THE PROBLEM: Take the data below and filter it for lines containing the word "area"; show each line found.

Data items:
▼
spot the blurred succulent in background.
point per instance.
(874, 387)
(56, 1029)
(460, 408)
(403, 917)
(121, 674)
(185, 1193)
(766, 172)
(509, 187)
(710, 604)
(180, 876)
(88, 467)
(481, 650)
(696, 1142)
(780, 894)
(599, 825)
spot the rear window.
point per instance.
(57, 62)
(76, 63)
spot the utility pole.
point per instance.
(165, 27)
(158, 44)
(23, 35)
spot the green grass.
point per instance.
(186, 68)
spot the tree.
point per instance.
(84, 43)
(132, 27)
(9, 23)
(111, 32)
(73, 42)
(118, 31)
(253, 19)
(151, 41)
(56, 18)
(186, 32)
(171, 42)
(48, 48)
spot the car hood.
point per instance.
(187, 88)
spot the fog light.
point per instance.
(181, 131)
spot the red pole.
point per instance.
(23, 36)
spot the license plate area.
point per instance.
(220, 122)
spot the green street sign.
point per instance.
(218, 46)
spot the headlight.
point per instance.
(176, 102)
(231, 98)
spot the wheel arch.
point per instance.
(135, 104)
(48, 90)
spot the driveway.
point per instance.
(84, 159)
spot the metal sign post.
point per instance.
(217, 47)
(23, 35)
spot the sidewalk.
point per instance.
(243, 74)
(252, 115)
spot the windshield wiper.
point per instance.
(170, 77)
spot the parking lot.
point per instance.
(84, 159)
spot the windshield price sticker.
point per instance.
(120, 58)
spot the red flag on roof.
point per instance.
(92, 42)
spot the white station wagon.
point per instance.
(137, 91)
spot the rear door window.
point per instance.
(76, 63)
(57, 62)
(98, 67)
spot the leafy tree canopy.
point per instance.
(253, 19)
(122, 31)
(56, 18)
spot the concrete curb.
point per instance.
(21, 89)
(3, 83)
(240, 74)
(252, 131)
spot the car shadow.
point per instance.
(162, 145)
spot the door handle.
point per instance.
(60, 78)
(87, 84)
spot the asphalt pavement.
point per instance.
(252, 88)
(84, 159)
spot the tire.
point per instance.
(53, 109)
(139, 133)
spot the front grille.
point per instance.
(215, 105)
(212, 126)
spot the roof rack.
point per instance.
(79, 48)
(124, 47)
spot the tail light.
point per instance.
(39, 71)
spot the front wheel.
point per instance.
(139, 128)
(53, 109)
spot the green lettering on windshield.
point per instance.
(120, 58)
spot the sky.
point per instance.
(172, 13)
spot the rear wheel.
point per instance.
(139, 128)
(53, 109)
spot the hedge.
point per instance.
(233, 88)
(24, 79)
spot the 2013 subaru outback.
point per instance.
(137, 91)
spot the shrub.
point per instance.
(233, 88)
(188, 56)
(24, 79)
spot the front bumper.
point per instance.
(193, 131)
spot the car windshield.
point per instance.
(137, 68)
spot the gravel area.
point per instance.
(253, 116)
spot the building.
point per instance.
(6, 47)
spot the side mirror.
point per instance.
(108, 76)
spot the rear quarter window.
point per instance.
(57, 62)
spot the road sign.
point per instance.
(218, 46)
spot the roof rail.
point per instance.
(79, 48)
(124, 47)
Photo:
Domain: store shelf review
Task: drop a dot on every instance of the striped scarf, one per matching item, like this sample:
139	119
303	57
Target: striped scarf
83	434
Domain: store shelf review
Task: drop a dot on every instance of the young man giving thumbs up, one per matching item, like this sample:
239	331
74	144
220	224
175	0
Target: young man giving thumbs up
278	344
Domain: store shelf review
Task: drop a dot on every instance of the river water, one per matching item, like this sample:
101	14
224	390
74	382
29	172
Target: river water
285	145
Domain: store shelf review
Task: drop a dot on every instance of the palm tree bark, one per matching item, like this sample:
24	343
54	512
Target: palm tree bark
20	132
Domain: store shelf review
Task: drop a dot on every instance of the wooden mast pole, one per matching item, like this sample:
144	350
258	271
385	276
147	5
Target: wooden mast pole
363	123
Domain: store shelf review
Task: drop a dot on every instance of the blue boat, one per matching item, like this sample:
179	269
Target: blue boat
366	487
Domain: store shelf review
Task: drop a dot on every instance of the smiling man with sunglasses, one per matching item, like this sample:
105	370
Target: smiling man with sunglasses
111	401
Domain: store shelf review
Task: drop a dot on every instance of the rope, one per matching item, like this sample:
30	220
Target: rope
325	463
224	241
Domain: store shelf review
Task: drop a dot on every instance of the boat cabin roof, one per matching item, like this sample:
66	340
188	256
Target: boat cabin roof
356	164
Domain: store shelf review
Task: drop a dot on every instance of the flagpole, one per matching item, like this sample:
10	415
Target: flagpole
▲
RESPONSE TO THE TASK:
spot the license plate area.
spot the gravel area.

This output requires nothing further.